** Record set **
/---

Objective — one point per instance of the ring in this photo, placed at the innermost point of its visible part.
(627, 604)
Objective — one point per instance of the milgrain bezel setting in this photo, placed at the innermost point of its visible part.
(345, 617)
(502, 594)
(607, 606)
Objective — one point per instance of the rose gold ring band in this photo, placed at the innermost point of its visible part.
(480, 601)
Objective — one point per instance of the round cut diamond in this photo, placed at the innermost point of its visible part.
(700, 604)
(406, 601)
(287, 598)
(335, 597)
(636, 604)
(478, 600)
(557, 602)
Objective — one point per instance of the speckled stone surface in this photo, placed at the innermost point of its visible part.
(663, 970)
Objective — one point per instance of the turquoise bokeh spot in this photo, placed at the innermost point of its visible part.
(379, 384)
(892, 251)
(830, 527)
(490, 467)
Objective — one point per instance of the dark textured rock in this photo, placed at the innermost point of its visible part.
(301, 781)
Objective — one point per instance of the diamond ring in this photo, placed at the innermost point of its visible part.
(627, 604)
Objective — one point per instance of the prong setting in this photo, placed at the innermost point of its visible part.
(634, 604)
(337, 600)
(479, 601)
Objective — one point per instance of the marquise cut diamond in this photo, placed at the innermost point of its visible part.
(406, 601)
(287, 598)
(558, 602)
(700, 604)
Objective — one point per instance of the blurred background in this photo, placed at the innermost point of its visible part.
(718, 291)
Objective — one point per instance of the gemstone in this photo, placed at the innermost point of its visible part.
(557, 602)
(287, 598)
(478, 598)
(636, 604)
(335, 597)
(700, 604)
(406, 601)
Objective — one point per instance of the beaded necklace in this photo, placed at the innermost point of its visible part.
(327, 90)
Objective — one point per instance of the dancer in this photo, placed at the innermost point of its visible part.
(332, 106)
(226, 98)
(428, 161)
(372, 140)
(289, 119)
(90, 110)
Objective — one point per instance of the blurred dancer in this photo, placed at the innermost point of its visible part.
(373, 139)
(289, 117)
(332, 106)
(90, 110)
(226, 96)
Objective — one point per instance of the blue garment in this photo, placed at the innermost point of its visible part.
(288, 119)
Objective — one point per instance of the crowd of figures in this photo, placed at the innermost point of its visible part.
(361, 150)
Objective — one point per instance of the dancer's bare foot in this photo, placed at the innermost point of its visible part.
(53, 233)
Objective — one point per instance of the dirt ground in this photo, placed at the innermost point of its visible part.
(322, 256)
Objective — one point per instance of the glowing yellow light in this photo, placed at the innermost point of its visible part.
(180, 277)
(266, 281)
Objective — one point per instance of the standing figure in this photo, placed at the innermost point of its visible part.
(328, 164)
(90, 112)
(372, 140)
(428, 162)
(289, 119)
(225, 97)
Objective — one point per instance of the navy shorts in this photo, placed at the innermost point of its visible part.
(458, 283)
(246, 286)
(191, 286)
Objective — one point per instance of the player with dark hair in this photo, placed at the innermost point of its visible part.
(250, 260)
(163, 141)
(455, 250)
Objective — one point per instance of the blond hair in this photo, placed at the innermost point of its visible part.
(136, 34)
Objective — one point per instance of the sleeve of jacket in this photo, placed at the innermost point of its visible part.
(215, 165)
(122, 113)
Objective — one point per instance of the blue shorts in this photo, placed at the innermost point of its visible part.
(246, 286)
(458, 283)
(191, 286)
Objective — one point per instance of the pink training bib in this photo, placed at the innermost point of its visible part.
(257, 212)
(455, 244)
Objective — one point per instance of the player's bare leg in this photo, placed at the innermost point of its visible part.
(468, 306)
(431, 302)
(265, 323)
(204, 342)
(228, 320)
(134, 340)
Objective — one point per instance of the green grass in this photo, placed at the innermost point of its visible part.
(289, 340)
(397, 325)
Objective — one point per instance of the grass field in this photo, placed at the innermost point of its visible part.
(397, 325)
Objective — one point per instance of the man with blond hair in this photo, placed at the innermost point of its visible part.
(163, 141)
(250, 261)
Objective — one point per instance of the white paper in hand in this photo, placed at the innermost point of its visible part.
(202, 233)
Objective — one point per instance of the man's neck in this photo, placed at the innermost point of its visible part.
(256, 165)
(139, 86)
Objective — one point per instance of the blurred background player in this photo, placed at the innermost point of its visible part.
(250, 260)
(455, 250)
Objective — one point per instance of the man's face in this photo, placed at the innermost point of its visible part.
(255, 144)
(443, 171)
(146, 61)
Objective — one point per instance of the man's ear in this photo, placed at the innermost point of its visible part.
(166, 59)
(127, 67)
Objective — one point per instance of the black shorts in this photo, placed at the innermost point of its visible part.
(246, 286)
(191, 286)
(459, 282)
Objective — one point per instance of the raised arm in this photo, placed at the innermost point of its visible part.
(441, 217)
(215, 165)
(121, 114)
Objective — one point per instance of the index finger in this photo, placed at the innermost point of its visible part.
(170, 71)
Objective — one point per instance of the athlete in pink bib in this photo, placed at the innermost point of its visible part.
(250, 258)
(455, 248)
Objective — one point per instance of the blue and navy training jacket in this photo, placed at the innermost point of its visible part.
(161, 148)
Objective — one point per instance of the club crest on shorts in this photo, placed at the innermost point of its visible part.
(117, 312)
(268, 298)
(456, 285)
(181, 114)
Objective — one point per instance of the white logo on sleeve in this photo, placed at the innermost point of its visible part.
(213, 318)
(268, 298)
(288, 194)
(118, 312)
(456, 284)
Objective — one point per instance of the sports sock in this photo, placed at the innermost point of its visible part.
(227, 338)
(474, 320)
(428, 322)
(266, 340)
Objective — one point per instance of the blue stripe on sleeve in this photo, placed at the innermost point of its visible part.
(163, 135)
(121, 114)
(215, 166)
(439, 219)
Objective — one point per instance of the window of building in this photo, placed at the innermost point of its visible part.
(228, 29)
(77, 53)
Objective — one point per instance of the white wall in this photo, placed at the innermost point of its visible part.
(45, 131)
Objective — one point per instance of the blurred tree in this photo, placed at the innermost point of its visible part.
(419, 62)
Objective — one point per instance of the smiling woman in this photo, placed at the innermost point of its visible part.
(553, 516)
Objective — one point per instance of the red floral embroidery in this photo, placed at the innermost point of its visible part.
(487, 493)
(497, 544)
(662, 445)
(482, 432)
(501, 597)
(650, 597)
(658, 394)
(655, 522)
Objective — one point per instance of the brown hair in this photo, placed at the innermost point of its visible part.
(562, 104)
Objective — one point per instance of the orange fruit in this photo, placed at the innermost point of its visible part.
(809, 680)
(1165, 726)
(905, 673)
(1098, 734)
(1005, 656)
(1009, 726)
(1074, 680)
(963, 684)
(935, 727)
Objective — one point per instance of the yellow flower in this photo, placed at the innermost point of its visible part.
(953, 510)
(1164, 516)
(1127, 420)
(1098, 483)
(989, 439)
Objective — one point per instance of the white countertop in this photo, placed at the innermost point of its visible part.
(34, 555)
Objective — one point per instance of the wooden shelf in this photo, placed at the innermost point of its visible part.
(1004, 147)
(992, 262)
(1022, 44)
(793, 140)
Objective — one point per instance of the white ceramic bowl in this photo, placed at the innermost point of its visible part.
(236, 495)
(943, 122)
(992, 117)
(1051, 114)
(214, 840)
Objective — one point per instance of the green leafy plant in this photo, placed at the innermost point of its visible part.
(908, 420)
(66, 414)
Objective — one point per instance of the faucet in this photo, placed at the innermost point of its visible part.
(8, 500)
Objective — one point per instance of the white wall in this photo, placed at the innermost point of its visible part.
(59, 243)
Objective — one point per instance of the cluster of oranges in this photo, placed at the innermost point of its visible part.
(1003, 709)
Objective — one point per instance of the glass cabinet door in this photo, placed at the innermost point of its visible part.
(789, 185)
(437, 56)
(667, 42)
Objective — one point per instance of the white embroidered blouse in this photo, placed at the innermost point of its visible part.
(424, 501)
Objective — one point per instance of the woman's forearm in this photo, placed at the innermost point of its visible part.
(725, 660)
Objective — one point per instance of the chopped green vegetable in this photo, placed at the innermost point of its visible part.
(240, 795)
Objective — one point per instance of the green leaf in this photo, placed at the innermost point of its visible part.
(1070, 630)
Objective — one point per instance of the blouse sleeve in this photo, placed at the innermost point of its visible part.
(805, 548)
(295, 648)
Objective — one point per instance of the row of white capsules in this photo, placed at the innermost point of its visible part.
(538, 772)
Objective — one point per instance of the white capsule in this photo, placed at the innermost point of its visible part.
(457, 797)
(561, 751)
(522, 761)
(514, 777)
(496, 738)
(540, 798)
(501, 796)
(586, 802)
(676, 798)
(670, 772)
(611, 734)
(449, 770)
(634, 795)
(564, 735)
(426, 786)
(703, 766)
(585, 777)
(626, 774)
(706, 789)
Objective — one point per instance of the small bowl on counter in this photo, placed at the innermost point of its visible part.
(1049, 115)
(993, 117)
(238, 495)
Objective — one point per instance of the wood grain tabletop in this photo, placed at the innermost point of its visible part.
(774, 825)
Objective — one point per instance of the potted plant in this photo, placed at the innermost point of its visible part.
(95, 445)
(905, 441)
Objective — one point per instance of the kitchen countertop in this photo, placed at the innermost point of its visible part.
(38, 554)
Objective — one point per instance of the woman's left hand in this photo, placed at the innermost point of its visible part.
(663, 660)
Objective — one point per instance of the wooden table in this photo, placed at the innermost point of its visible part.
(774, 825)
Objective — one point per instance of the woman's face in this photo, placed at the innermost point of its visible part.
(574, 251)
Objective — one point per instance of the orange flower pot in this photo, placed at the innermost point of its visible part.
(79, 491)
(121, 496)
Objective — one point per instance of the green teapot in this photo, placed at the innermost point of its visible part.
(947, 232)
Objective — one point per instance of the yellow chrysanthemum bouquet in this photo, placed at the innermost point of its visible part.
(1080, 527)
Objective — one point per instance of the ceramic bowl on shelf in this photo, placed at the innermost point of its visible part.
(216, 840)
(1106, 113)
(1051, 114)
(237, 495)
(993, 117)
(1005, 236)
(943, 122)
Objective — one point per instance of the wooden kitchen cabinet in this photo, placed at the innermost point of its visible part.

\---

** Exercise instructions **
Only the lines from the one holding "Objective — one point per instance of the woman's left" through the end of the listing should be given again, exactly and with both ends included.

** The answer **
Objective — one point per instance of the woman's left hand in this photo, placed at the innermost point of its visible part.
(663, 660)
Objective — one point per instance of the wooden table in this photo, placed at the innermost point of its visible part.
(774, 825)
Objective — one point per instance of the woman's face in this photo, placed at the innermost point of its visible part.
(574, 251)
Objective — one point per instance of the orange flower pot in this photo, placed at the innermost point of its visible part.
(79, 491)
(121, 496)
Objective — one point per instance of the green teapot in this photo, placed at the innermost point of its visible part.
(947, 232)
Objective — one point per instance of the yellow chrysanthemum bouquet in this photo, placed at the innermost point of its visible part.
(1080, 527)
Objective — one point per instance of the ceramic bowl on shelf in this photo, placed at the innermost point of its visible part.
(216, 840)
(1106, 113)
(1051, 114)
(237, 495)
(993, 117)
(1005, 236)
(943, 122)
Objective — one point per instance of the wooden kitchen cabinet in this photo, placed at the innermost point of its visible part.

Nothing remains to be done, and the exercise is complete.